_Required action_: Copy the line with "Reviewer check: each instance of the tall evergreen" and all lines following it through the last line of the entries, exactly as written.

[Point localization data]
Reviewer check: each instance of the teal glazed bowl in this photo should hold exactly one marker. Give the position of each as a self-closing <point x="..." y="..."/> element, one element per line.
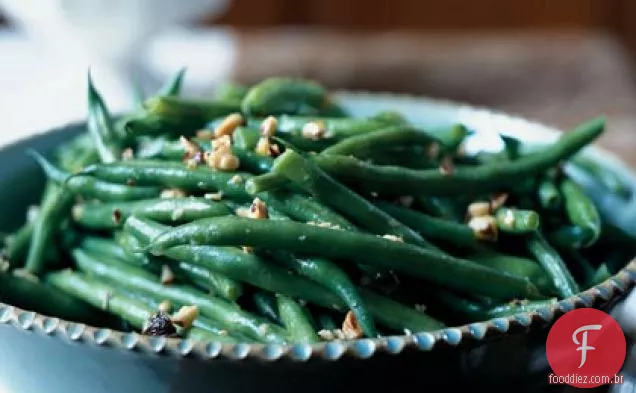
<point x="40" y="354"/>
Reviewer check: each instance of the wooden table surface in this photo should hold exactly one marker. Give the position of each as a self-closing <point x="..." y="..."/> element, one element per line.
<point x="559" y="79"/>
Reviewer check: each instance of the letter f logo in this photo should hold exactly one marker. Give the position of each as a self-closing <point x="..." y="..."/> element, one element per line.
<point x="584" y="347"/>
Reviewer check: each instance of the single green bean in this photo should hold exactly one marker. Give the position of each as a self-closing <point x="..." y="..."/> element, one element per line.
<point x="295" y="321"/>
<point x="517" y="220"/>
<point x="365" y="145"/>
<point x="552" y="264"/>
<point x="365" y="248"/>
<point x="434" y="228"/>
<point x="581" y="212"/>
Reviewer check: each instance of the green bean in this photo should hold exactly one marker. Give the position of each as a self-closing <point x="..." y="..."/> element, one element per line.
<point x="278" y="95"/>
<point x="266" y="305"/>
<point x="251" y="269"/>
<point x="430" y="227"/>
<point x="111" y="215"/>
<point x="390" y="117"/>
<point x="483" y="178"/>
<point x="17" y="245"/>
<point x="101" y="245"/>
<point x="517" y="220"/>
<point x="227" y="314"/>
<point x="101" y="296"/>
<point x="516" y="266"/>
<point x="307" y="176"/>
<point x="608" y="179"/>
<point x="440" y="207"/>
<point x="172" y="87"/>
<point x="552" y="264"/>
<point x="32" y="295"/>
<point x="101" y="127"/>
<point x="295" y="321"/>
<point x="337" y="244"/>
<point x="90" y="187"/>
<point x="330" y="276"/>
<point x="581" y="212"/>
<point x="481" y="312"/>
<point x="365" y="145"/>
<point x="549" y="195"/>
<point x="52" y="211"/>
<point x="231" y="92"/>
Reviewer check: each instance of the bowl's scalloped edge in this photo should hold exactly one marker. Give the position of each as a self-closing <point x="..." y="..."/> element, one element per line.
<point x="598" y="296"/>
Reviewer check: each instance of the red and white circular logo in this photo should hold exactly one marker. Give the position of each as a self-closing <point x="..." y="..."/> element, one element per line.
<point x="585" y="349"/>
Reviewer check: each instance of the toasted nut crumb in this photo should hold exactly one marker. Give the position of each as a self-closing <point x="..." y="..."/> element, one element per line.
<point x="159" y="324"/>
<point x="314" y="130"/>
<point x="433" y="150"/>
<point x="228" y="125"/>
<point x="190" y="148"/>
<point x="127" y="154"/>
<point x="326" y="334"/>
<point x="205" y="134"/>
<point x="484" y="227"/>
<point x="393" y="238"/>
<point x="117" y="216"/>
<point x="165" y="306"/>
<point x="215" y="196"/>
<point x="222" y="144"/>
<point x="350" y="326"/>
<point x="186" y="316"/>
<point x="269" y="126"/>
<point x="228" y="162"/>
<point x="173" y="193"/>
<point x="406" y="200"/>
<point x="258" y="209"/>
<point x="446" y="166"/>
<point x="167" y="276"/>
<point x="263" y="147"/>
<point x="498" y="201"/>
<point x="478" y="209"/>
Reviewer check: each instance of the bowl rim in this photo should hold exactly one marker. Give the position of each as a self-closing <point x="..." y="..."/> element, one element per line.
<point x="599" y="295"/>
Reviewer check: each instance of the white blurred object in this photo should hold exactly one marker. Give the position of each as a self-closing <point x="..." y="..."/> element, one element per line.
<point x="108" y="35"/>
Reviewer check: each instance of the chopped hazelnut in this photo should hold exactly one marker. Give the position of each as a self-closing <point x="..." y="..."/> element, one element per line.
<point x="185" y="316"/>
<point x="478" y="209"/>
<point x="484" y="227"/>
<point x="268" y="126"/>
<point x="258" y="209"/>
<point x="350" y="327"/>
<point x="314" y="130"/>
<point x="228" y="125"/>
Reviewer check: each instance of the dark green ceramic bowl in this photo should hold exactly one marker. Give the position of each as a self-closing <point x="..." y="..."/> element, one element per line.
<point x="40" y="354"/>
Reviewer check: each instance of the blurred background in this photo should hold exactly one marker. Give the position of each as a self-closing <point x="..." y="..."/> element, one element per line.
<point x="553" y="61"/>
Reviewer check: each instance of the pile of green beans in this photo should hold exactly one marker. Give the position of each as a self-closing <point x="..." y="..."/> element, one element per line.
<point x="269" y="214"/>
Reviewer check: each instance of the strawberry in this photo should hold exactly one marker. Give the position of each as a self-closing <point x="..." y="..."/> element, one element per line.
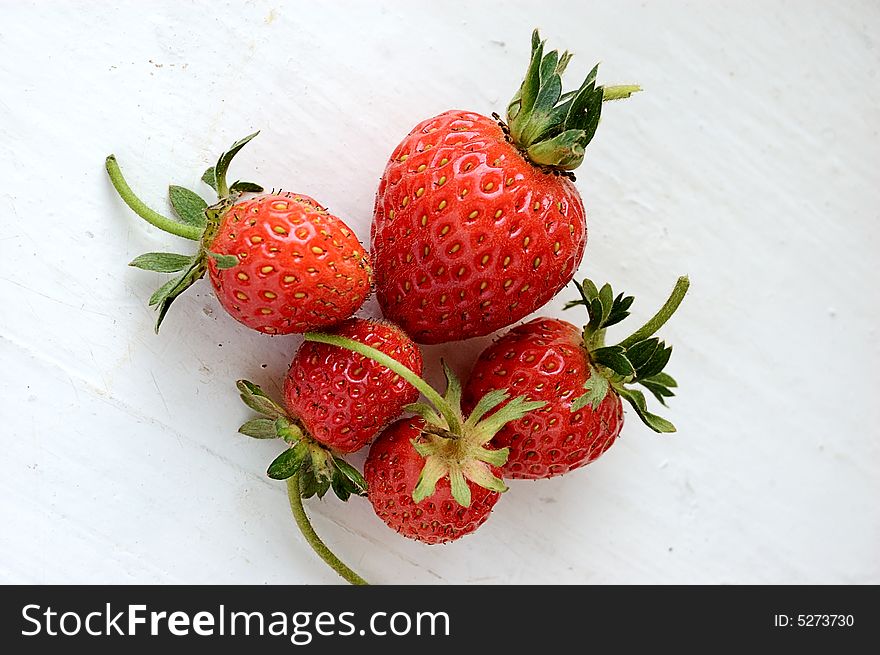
<point x="581" y="380"/>
<point x="335" y="401"/>
<point x="477" y="223"/>
<point x="435" y="478"/>
<point x="280" y="263"/>
<point x="343" y="399"/>
<point x="392" y="471"/>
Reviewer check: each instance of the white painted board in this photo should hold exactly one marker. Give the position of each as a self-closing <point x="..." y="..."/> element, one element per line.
<point x="750" y="162"/>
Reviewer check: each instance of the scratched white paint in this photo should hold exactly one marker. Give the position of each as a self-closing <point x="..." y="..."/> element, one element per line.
<point x="749" y="162"/>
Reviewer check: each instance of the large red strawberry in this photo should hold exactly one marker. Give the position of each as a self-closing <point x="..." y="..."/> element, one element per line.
<point x="581" y="380"/>
<point x="435" y="478"/>
<point x="279" y="263"/>
<point x="343" y="399"/>
<point x="477" y="223"/>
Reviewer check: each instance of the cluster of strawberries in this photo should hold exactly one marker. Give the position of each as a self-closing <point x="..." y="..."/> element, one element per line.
<point x="477" y="223"/>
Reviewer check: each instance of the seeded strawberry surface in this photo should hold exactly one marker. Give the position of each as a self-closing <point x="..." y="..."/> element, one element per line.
<point x="300" y="268"/>
<point x="392" y="471"/>
<point x="545" y="358"/>
<point x="468" y="236"/>
<point x="343" y="399"/>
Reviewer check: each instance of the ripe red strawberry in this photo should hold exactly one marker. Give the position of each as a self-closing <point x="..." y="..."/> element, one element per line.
<point x="279" y="263"/>
<point x="299" y="267"/>
<point x="392" y="471"/>
<point x="343" y="399"/>
<point x="434" y="478"/>
<point x="580" y="379"/>
<point x="477" y="223"/>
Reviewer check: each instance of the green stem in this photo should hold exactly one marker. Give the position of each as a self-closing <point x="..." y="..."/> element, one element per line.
<point x="657" y="321"/>
<point x="619" y="92"/>
<point x="428" y="392"/>
<point x="141" y="209"/>
<point x="302" y="520"/>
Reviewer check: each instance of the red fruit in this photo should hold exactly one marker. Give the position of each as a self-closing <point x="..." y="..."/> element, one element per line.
<point x="300" y="268"/>
<point x="392" y="472"/>
<point x="477" y="223"/>
<point x="434" y="478"/>
<point x="580" y="379"/>
<point x="279" y="263"/>
<point x="343" y="399"/>
<point x="469" y="236"/>
<point x="546" y="358"/>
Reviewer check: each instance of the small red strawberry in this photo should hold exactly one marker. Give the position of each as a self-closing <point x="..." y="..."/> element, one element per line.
<point x="343" y="399"/>
<point x="435" y="478"/>
<point x="580" y="379"/>
<point x="477" y="223"/>
<point x="393" y="469"/>
<point x="279" y="263"/>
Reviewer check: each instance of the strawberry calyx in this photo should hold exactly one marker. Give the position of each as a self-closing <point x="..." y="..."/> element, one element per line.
<point x="194" y="220"/>
<point x="317" y="468"/>
<point x="453" y="445"/>
<point x="638" y="359"/>
<point x="310" y="469"/>
<point x="552" y="128"/>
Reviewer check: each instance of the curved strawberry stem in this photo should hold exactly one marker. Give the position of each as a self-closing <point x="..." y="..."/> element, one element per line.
<point x="312" y="538"/>
<point x="448" y="412"/>
<point x="619" y="91"/>
<point x="140" y="208"/>
<point x="659" y="319"/>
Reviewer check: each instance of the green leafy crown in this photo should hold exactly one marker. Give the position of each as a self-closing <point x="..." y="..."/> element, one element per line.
<point x="637" y="360"/>
<point x="193" y="219"/>
<point x="551" y="127"/>
<point x="318" y="468"/>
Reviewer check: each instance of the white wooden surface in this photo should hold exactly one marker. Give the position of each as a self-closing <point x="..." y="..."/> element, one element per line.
<point x="750" y="162"/>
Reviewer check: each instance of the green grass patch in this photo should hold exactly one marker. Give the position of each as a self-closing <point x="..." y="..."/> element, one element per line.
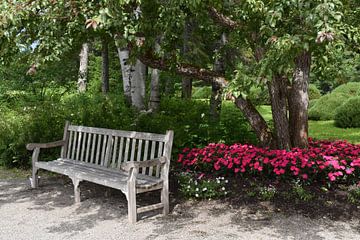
<point x="322" y="129"/>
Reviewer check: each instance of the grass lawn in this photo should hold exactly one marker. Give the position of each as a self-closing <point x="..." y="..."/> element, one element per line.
<point x="322" y="129"/>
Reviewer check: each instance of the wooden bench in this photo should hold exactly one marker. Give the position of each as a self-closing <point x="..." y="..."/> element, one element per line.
<point x="133" y="162"/>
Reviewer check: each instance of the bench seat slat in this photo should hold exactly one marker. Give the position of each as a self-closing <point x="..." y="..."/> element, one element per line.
<point x="97" y="174"/>
<point x="119" y="133"/>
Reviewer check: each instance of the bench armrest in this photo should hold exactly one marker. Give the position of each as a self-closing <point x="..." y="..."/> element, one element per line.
<point x="32" y="146"/>
<point x="127" y="166"/>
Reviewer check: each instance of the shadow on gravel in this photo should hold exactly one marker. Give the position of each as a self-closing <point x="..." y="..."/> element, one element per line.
<point x="98" y="203"/>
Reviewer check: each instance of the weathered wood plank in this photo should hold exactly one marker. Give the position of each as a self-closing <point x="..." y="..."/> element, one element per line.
<point x="69" y="144"/>
<point x="73" y="150"/>
<point x="108" y="151"/>
<point x="103" y="152"/>
<point x="159" y="154"/>
<point x="146" y="150"/>
<point x="114" y="154"/>
<point x="98" y="149"/>
<point x="121" y="149"/>
<point x="138" y="157"/>
<point x="152" y="155"/>
<point x="127" y="146"/>
<point x="150" y="207"/>
<point x="83" y="146"/>
<point x="119" y="133"/>
<point x="93" y="147"/>
<point x="63" y="153"/>
<point x="88" y="146"/>
<point x="78" y="149"/>
<point x="133" y="146"/>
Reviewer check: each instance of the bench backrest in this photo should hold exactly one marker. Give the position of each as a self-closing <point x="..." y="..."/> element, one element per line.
<point x="110" y="148"/>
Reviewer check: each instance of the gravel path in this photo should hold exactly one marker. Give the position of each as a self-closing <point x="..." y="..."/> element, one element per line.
<point x="49" y="213"/>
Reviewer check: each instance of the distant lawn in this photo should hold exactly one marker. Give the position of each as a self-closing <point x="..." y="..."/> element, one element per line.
<point x="322" y="129"/>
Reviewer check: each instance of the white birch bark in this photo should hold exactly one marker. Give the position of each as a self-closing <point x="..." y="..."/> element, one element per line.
<point x="154" y="101"/>
<point x="138" y="85"/>
<point x="83" y="68"/>
<point x="127" y="71"/>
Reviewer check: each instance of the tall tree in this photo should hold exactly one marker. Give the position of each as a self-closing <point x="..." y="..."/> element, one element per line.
<point x="105" y="66"/>
<point x="154" y="101"/>
<point x="216" y="90"/>
<point x="83" y="68"/>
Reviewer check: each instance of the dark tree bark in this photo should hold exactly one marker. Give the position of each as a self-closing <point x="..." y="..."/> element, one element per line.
<point x="256" y="121"/>
<point x="126" y="72"/>
<point x="105" y="66"/>
<point x="299" y="101"/>
<point x="186" y="84"/>
<point x="278" y="95"/>
<point x="83" y="68"/>
<point x="216" y="90"/>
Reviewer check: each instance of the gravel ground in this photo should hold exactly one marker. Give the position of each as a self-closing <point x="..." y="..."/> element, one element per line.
<point x="49" y="213"/>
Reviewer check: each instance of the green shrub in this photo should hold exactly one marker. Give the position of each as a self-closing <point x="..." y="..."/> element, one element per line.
<point x="348" y="114"/>
<point x="325" y="107"/>
<point x="312" y="103"/>
<point x="350" y="89"/>
<point x="201" y="92"/>
<point x="314" y="92"/>
<point x="259" y="96"/>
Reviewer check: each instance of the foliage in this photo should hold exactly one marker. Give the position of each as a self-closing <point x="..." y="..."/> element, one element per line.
<point x="350" y="89"/>
<point x="314" y="93"/>
<point x="325" y="107"/>
<point x="201" y="93"/>
<point x="348" y="114"/>
<point x="324" y="162"/>
<point x="202" y="187"/>
<point x="328" y="130"/>
<point x="354" y="194"/>
<point x="312" y="103"/>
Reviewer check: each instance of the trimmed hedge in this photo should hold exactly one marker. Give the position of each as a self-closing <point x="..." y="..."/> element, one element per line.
<point x="351" y="89"/>
<point x="314" y="92"/>
<point x="348" y="114"/>
<point x="325" y="107"/>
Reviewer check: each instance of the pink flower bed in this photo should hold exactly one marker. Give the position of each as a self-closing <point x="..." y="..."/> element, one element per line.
<point x="323" y="161"/>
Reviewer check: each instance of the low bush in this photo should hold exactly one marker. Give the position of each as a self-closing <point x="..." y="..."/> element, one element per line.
<point x="202" y="93"/>
<point x="325" y="107"/>
<point x="314" y="92"/>
<point x="323" y="162"/>
<point x="312" y="103"/>
<point x="349" y="89"/>
<point x="348" y="114"/>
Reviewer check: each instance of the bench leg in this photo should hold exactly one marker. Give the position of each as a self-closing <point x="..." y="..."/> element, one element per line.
<point x="76" y="183"/>
<point x="34" y="181"/>
<point x="165" y="198"/>
<point x="131" y="197"/>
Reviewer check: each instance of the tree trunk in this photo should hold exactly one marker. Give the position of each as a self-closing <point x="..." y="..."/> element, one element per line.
<point x="126" y="71"/>
<point x="83" y="68"/>
<point x="186" y="88"/>
<point x="105" y="66"/>
<point x="256" y="121"/>
<point x="278" y="95"/>
<point x="138" y="86"/>
<point x="299" y="101"/>
<point x="186" y="81"/>
<point x="216" y="90"/>
<point x="154" y="101"/>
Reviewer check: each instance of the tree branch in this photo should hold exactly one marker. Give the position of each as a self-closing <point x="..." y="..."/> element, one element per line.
<point x="223" y="20"/>
<point x="206" y="75"/>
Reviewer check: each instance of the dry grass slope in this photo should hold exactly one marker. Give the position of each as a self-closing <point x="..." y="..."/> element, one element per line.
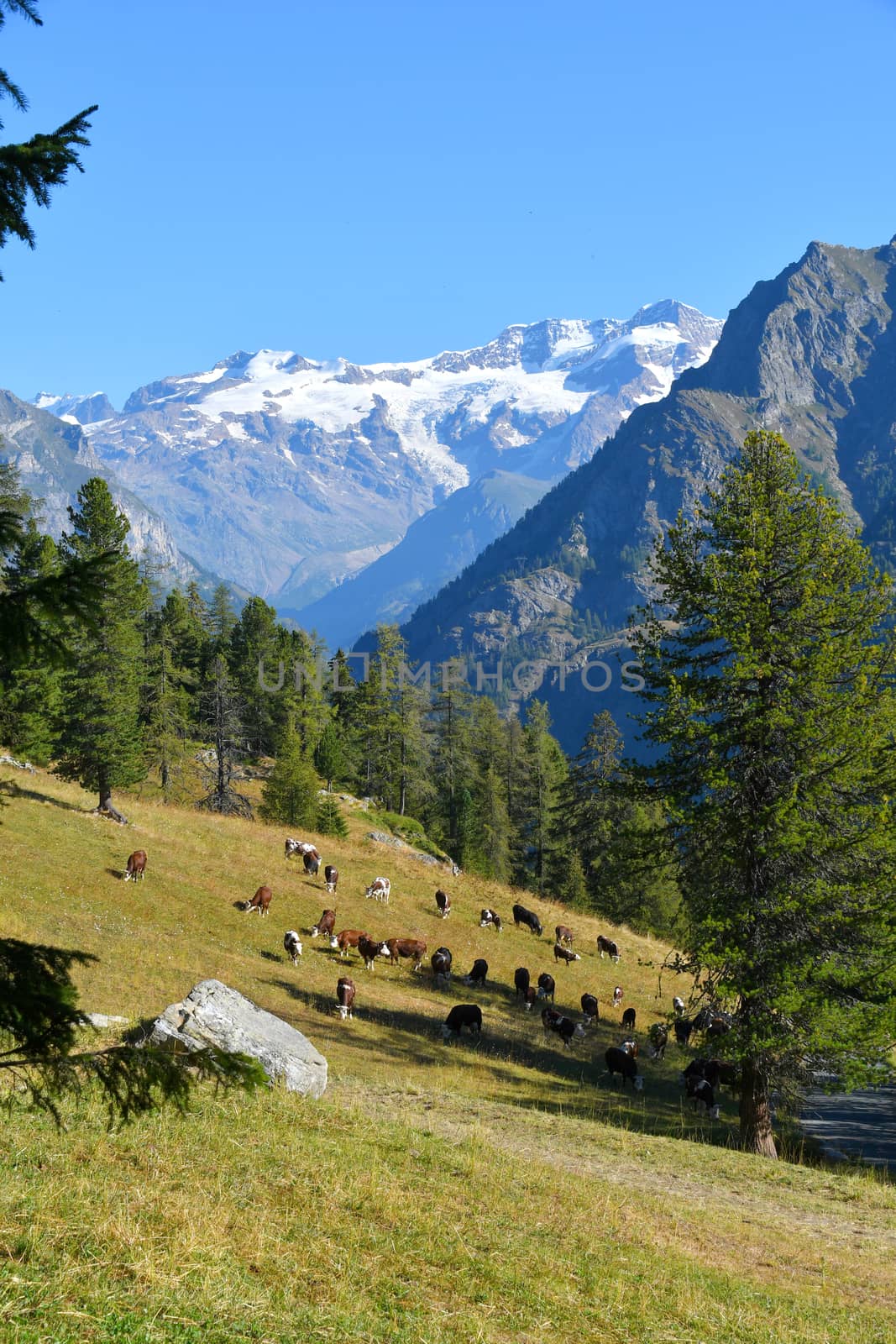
<point x="496" y="1191"/>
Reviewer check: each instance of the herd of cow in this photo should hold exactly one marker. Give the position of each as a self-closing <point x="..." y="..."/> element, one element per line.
<point x="701" y="1077"/>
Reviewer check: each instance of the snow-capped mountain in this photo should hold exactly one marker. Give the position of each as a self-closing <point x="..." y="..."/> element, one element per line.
<point x="291" y="475"/>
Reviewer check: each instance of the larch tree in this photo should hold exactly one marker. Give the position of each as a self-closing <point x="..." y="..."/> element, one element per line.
<point x="29" y="170"/>
<point x="768" y="671"/>
<point x="101" y="741"/>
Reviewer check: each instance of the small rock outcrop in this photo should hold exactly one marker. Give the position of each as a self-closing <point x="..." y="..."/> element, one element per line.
<point x="215" y="1015"/>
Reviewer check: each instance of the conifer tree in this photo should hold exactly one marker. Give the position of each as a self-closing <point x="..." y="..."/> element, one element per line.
<point x="29" y="170"/>
<point x="770" y="674"/>
<point x="100" y="741"/>
<point x="291" y="790"/>
<point x="29" y="691"/>
<point x="329" y="819"/>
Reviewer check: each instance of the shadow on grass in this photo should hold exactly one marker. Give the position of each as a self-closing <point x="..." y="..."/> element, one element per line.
<point x="15" y="790"/>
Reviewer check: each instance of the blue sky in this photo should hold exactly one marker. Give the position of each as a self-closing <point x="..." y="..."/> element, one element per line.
<point x="389" y="179"/>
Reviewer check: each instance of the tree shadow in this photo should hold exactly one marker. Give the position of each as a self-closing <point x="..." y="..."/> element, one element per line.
<point x="15" y="790"/>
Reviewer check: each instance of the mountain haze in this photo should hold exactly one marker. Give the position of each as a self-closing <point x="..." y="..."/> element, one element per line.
<point x="810" y="354"/>
<point x="291" y="475"/>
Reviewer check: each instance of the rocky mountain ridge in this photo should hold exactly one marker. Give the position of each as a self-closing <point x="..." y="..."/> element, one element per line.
<point x="291" y="475"/>
<point x="810" y="354"/>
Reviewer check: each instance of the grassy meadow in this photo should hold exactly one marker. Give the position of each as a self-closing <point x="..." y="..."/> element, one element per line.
<point x="499" y="1189"/>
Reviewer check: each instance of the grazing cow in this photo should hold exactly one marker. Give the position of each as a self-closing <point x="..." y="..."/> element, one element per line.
<point x="348" y="938"/>
<point x="379" y="890"/>
<point x="701" y="1093"/>
<point x="658" y="1035"/>
<point x="300" y="847"/>
<point x="325" y="925"/>
<point x="546" y="985"/>
<point x="344" y="996"/>
<point x="441" y="961"/>
<point x="461" y="1016"/>
<point x="414" y="949"/>
<point x="293" y="945"/>
<point x="618" y="1062"/>
<point x="369" y="949"/>
<point x="683" y="1027"/>
<point x="261" y="900"/>
<point x="526" y="917"/>
<point x="521" y="981"/>
<point x="566" y="1028"/>
<point x="714" y="1070"/>
<point x="564" y="954"/>
<point x="479" y="974"/>
<point x="136" y="866"/>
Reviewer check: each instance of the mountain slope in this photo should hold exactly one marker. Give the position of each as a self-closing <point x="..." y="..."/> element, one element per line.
<point x="291" y="475"/>
<point x="810" y="354"/>
<point x="54" y="460"/>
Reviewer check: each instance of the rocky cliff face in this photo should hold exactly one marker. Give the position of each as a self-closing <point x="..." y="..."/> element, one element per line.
<point x="291" y="475"/>
<point x="810" y="354"/>
<point x="54" y="460"/>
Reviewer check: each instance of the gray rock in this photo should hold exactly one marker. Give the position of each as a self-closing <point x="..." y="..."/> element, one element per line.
<point x="215" y="1015"/>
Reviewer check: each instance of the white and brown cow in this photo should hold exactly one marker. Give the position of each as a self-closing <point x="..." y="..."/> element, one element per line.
<point x="347" y="938"/>
<point x="412" y="949"/>
<point x="136" y="867"/>
<point x="293" y="945"/>
<point x="325" y="925"/>
<point x="298" y="847"/>
<point x="261" y="900"/>
<point x="369" y="949"/>
<point x="344" y="996"/>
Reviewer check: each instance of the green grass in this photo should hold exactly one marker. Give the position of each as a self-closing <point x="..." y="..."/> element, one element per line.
<point x="499" y="1191"/>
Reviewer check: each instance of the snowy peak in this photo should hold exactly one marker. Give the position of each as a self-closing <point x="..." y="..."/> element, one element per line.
<point x="76" y="409"/>
<point x="291" y="475"/>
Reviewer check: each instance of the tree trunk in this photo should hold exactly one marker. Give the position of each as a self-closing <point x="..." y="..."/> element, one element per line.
<point x="757" y="1133"/>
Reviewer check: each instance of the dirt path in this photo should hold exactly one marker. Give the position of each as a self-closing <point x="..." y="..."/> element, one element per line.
<point x="859" y="1124"/>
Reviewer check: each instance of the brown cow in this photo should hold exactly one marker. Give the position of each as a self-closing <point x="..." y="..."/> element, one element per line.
<point x="564" y="954"/>
<point x="347" y="938"/>
<point x="325" y="925"/>
<point x="344" y="996"/>
<point x="369" y="949"/>
<point x="414" y="949"/>
<point x="136" y="866"/>
<point x="261" y="900"/>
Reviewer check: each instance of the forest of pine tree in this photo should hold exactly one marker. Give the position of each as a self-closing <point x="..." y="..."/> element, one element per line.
<point x="160" y="680"/>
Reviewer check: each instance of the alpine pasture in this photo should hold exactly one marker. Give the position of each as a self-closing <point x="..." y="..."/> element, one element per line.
<point x="496" y="1189"/>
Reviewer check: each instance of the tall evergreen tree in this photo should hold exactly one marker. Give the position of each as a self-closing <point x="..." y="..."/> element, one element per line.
<point x="291" y="790"/>
<point x="29" y="170"/>
<point x="29" y="691"/>
<point x="772" y="706"/>
<point x="100" y="741"/>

_Answer section_:
Reviewer check: each instance of the tall evergreen tree in this photo should hold exactly one marker. Give the position of each as a self-closing <point x="..." y="..."/> element, one element per line.
<point x="291" y="790"/>
<point x="29" y="170"/>
<point x="29" y="691"/>
<point x="772" y="706"/>
<point x="100" y="741"/>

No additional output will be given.